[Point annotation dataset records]

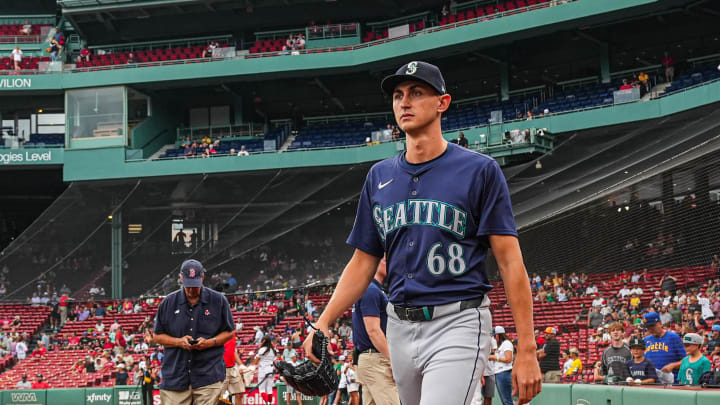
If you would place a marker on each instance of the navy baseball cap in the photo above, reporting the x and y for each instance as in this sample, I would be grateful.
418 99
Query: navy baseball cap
651 318
417 71
192 272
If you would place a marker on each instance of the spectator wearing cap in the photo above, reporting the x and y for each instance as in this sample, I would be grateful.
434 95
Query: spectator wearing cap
616 356
23 384
549 356
40 383
713 346
695 364
576 366
503 359
121 375
641 370
193 325
663 347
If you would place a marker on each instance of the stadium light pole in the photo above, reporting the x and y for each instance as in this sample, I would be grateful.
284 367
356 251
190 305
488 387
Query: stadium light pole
116 254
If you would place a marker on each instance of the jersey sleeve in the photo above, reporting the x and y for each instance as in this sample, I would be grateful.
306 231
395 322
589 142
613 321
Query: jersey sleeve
650 370
495 207
159 328
365 235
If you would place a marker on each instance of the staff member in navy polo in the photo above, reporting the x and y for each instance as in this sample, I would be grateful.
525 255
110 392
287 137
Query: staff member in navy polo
369 324
193 324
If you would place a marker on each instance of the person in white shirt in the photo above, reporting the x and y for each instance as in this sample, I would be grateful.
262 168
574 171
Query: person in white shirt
21 349
23 384
16 56
704 302
266 370
485 391
503 365
351 379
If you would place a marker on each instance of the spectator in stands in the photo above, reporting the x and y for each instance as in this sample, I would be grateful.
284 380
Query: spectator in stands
576 366
26 29
40 383
300 42
644 81
462 141
16 56
663 347
549 357
641 370
595 318
503 365
669 64
209 49
121 375
23 384
713 345
20 348
615 357
84 55
289 44
695 364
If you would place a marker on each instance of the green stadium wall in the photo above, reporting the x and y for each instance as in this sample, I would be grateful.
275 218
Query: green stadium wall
552 394
437 44
110 163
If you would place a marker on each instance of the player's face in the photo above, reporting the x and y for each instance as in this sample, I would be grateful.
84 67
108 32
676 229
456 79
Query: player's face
416 106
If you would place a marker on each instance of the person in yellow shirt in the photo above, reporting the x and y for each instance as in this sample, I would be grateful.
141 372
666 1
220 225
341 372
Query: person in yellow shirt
576 366
634 301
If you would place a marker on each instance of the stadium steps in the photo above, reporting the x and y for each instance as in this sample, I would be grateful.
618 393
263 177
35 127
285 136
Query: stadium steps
287 143
160 153
655 91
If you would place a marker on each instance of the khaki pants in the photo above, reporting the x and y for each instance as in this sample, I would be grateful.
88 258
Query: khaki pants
233 383
375 375
553 376
207 395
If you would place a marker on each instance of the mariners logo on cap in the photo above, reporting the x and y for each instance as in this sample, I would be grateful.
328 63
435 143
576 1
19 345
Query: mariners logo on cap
412 68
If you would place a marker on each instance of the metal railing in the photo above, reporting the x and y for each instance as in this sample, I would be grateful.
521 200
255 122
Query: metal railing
221 131
332 49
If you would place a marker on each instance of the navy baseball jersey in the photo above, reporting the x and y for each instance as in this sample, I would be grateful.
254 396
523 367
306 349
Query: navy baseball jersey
433 221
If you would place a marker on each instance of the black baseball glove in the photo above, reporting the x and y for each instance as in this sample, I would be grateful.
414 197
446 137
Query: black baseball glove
308 378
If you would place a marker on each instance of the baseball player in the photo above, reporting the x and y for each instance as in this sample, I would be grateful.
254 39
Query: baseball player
435 209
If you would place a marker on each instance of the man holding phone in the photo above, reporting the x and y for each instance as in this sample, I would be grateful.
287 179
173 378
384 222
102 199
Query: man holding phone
193 324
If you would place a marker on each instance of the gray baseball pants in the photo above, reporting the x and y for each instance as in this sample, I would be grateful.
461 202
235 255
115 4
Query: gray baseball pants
440 361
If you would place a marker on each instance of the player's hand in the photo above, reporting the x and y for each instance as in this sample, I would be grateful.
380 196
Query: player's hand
526 376
203 344
307 344
184 342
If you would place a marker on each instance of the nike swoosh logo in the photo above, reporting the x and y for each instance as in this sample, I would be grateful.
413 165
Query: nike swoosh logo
382 185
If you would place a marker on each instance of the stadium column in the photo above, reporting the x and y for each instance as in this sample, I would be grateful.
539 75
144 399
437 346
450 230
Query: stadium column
116 254
504 81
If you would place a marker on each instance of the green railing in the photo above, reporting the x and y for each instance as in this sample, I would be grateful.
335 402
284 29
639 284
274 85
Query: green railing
331 31
149 45
221 131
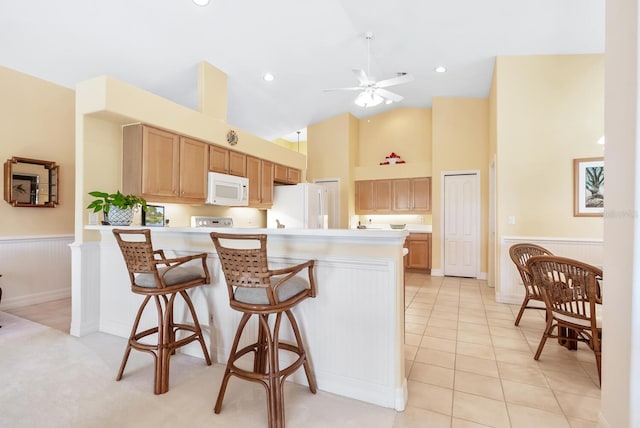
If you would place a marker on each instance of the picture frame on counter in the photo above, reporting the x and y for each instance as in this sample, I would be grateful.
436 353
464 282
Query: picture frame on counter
153 216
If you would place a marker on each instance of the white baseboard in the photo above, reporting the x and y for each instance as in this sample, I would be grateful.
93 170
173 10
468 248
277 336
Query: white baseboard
35 298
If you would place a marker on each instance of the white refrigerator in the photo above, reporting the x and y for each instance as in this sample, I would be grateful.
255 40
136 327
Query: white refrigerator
301 206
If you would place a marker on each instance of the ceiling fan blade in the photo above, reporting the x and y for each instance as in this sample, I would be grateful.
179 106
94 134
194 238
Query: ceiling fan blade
353 88
405 78
389 95
362 77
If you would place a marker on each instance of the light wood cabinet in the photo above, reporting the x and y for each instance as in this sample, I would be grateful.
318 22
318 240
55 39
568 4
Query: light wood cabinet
161 166
286 175
419 246
227 161
397 196
412 195
260 173
193 169
218 159
421 194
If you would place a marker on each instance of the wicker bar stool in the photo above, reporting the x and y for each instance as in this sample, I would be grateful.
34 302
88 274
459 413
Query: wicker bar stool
154 276
254 289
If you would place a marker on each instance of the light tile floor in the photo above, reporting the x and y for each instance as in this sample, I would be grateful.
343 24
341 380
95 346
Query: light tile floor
467 364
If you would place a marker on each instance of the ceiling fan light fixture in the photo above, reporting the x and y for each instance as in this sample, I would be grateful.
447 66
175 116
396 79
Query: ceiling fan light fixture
368 99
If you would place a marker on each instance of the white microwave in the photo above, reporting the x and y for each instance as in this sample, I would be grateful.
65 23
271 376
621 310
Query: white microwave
228 190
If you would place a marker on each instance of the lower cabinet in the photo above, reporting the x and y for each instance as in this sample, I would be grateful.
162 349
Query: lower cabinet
419 246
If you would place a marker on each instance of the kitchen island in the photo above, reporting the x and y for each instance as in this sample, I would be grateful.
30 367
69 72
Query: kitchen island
354 328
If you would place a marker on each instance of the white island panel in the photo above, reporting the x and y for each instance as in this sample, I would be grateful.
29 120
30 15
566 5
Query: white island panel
354 328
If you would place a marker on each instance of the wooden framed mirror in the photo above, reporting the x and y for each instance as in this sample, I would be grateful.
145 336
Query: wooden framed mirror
31 183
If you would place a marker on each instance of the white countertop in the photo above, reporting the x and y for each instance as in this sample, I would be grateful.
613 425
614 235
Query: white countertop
412 228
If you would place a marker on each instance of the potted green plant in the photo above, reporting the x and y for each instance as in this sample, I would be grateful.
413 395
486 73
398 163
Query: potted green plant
118 208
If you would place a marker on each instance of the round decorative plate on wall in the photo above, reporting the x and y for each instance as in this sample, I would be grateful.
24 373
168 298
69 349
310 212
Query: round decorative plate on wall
232 137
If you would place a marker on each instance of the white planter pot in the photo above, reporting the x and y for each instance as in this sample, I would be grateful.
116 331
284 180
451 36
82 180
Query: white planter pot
118 216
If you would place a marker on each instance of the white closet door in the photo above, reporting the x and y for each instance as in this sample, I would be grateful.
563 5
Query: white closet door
461 213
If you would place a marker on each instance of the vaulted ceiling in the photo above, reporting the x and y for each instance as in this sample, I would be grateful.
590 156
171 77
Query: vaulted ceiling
307 45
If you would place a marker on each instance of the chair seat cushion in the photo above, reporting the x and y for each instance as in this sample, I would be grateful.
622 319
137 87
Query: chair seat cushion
533 303
174 276
579 321
258 296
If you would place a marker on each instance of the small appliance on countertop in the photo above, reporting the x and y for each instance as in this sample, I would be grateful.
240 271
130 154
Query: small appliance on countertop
204 221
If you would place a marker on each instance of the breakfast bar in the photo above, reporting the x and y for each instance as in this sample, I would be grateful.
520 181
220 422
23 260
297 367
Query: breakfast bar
354 328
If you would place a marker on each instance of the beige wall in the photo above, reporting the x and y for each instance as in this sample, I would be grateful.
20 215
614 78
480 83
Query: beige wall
405 131
460 143
332 148
294 146
105 104
549 111
38 119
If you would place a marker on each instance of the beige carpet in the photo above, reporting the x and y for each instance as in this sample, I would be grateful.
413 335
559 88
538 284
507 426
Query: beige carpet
50 379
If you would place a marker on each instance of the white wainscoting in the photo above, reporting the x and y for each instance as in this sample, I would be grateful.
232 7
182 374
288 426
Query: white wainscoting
34 269
511 288
353 329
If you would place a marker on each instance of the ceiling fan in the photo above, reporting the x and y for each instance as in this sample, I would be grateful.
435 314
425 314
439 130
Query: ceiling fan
373 93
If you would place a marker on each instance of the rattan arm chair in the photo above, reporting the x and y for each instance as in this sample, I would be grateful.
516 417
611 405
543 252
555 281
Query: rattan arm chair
254 289
519 254
152 275
572 293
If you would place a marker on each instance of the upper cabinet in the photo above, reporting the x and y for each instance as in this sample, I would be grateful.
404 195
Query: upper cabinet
260 173
162 166
412 195
398 196
227 161
286 175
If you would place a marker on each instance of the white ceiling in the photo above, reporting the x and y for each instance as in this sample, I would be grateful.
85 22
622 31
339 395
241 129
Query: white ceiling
309 45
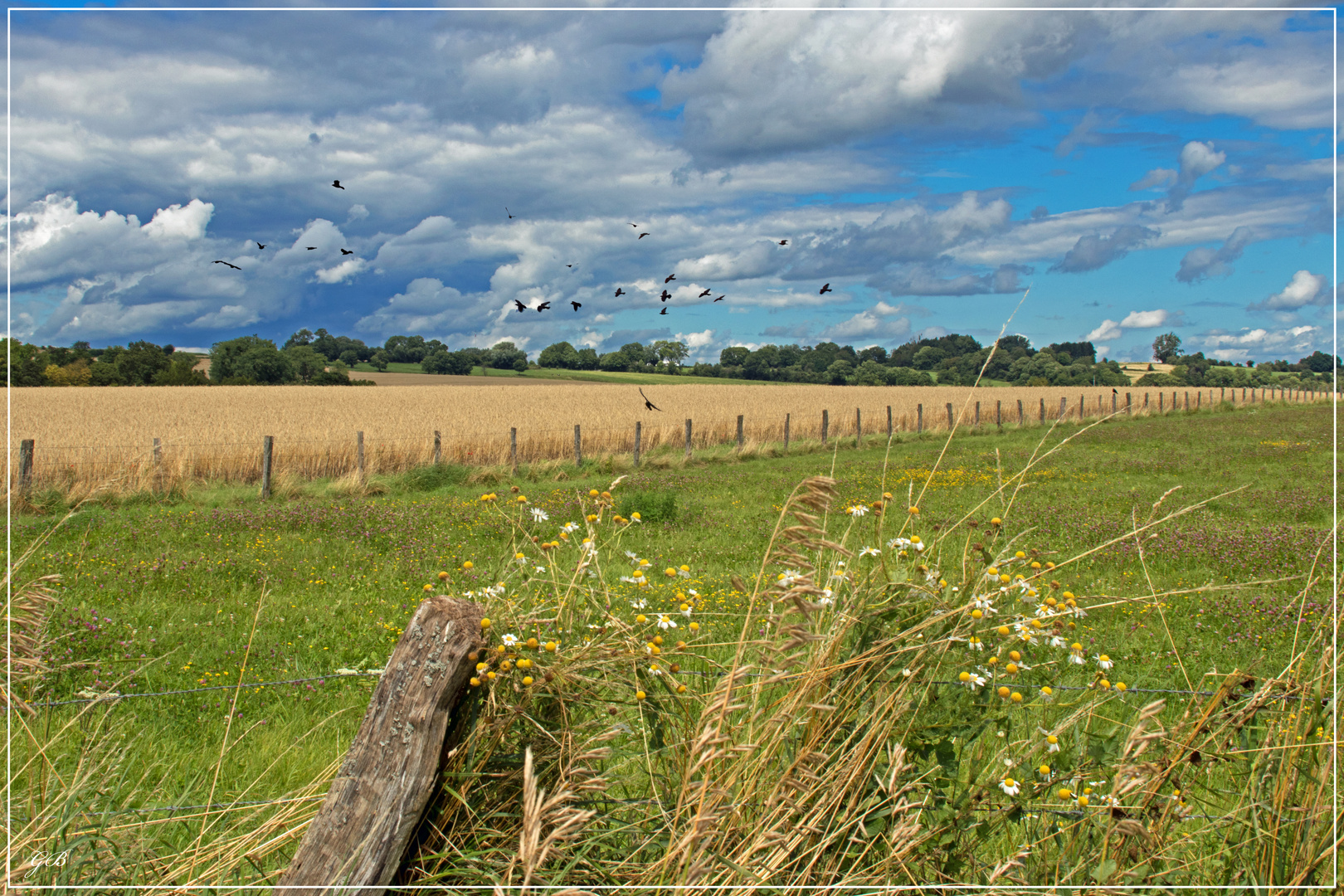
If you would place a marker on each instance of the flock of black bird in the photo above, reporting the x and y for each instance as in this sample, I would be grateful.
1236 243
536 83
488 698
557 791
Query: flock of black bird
522 308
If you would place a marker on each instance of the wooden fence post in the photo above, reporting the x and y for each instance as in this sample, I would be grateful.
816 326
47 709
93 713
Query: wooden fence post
26 451
266 445
421 707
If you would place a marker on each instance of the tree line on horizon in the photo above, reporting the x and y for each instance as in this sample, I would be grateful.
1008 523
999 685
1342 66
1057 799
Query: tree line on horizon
319 358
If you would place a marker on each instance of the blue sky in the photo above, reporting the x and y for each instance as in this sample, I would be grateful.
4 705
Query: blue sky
1140 171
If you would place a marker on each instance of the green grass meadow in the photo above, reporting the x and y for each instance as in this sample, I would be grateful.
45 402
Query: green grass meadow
214 586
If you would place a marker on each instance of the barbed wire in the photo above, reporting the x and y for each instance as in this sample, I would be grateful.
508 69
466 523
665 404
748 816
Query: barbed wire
162 694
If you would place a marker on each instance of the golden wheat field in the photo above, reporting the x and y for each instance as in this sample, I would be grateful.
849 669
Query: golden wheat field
95 436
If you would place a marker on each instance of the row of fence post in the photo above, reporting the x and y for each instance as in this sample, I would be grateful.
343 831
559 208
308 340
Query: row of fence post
27 448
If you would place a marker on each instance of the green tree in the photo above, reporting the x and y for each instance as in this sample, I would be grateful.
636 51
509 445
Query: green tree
1166 347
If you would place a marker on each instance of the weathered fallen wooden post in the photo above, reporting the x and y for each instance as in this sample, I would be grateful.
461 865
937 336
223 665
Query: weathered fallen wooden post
360 833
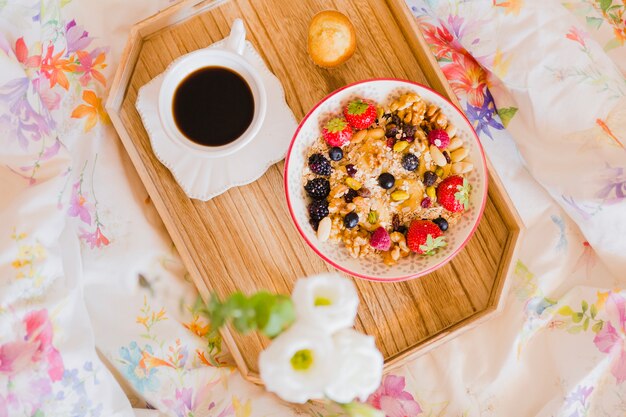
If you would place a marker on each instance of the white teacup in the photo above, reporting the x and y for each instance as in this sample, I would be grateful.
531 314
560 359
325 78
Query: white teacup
228 56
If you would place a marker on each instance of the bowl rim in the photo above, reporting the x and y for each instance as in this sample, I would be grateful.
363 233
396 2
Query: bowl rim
369 277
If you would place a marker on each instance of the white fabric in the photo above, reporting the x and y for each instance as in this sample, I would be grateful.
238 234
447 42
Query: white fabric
85 262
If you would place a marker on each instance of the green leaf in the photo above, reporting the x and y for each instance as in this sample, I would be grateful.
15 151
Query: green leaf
612 44
431 245
597 327
463 192
594 22
565 311
575 329
506 114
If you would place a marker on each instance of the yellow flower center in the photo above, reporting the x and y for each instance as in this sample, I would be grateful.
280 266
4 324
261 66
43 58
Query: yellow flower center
302 360
322 301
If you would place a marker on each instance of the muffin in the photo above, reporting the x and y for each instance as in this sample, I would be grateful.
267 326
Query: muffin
331 39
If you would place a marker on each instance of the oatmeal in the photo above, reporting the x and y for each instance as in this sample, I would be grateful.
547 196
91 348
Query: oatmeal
386 181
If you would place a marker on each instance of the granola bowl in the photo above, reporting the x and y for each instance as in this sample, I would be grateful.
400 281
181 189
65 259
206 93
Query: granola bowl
363 209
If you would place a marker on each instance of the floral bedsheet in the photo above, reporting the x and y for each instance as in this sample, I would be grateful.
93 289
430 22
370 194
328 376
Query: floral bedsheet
96 312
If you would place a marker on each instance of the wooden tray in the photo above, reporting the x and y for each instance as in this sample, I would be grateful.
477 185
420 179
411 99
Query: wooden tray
244 239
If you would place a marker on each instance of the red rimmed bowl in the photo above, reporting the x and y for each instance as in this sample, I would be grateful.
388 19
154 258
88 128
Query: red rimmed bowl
372 268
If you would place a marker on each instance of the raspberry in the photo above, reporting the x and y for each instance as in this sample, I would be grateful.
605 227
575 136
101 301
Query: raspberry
380 239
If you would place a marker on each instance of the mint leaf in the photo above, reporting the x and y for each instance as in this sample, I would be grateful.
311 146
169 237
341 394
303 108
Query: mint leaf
263 311
594 22
506 114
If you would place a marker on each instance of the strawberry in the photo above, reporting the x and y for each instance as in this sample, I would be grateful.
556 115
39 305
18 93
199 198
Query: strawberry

Given exercise
Repeat, without change, each line of the data above from the one that contains "of the muffin" through the final line, counting both.

Finished exercise
If you would place a marker on each instance of the muffin in the photo above, reporting the x and y for each instance as in this sample, I would be grateful.
267 326
Query: muffin
331 39
If you would place a marker on each instance of the oatmeal in the photo above, reporting the x and y for each instance as in this sample, I would be grateful.
547 196
91 348
Query: oatmeal
386 181
If you would place a marker on each instance of the granola bowl in the photo above, reporting the x and y for each instance as in this sample, I would be grateful.
400 281
181 189
65 259
206 93
Query: granola bowl
363 209
If you would place a marker on each instance of the floral bedsheet in the photo above, reporting the x and y for each instance as in this sample, I would be grateful.
93 289
430 22
370 194
328 376
Query: floral bedsheet
96 312
If you would place a marker on each instance of the wooden tray in the photo above, reporting the x and y for each instance as in this sample, I would be grateful.
477 185
420 179
411 99
Query: wooden tray
244 239
If you would place a marker on each instance of the red rimmed bowl in the photo above, reporting the x and y for each instance as in this sample, I would be grateful.
388 19
154 258
88 128
Query: red rimmed bowl
372 268
If you would place a marker on each instance of the raspberry in the photo above, reporting the x and y for each instance as in this sample, I would be grateful.
605 227
575 136
101 301
Query: raspberry
380 239
If you would place a marker on each instance of the mint leaf in the photo above, reporting the x and y for each instance as in this sample, I would be grateful.
311 146
169 237
341 394
303 108
Query: mint leaf
263 311
594 22
506 114
If you would place a marker on each instance of the strawberry in the photo above, reporting the x and y for each instance as in this sample, I would be grateful.
556 115
39 305
18 93
199 198
Query: strawberry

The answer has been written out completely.